= Task objective =
Starting at the first line of the data, please print exactly those lines through the one that holds "39L167 43L166 131L192", omitting every picture.

= Records to process =

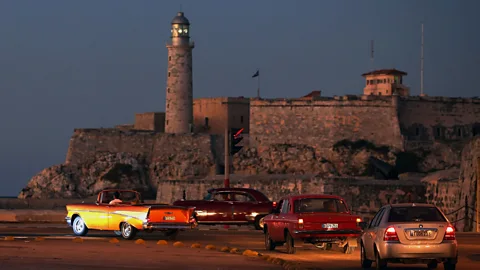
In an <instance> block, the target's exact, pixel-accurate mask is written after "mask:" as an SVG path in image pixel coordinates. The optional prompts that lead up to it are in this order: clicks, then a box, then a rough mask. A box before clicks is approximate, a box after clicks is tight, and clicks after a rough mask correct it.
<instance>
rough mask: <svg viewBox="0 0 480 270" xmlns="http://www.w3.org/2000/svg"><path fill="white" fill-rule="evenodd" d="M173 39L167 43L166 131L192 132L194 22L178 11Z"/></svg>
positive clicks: (176, 131)
mask: <svg viewBox="0 0 480 270" xmlns="http://www.w3.org/2000/svg"><path fill="white" fill-rule="evenodd" d="M171 32H172V35H171V41H170V42H169V43H167V49H168V71H167V97H166V100H167V104H166V108H165V133H176V134H181V133H189V132H191V131H192V129H193V80H192V50H193V48H194V43H193V42H191V41H190V22H189V21H188V19H187V18H185V16H184V15H183V12H178V13H177V16H175V18H173V20H172V29H171Z"/></svg>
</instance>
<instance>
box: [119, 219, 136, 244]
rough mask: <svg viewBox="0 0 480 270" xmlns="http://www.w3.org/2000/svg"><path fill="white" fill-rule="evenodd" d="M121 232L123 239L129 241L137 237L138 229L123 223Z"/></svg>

= Finished exercise =
In an <instance> block, the target's exact, pixel-accurate mask is written after "mask:" as an SVG path in image pixel coordinates. The optional prompts that lead up to it are in this order: clicks, then a box, then a rough mask. A box before clicks is approximate, a box after clicks is tight, and clicks after a rough mask correct it.
<instance>
rough mask: <svg viewBox="0 0 480 270" xmlns="http://www.w3.org/2000/svg"><path fill="white" fill-rule="evenodd" d="M173 39L167 43L166 131L192 132L194 22L178 11Z"/></svg>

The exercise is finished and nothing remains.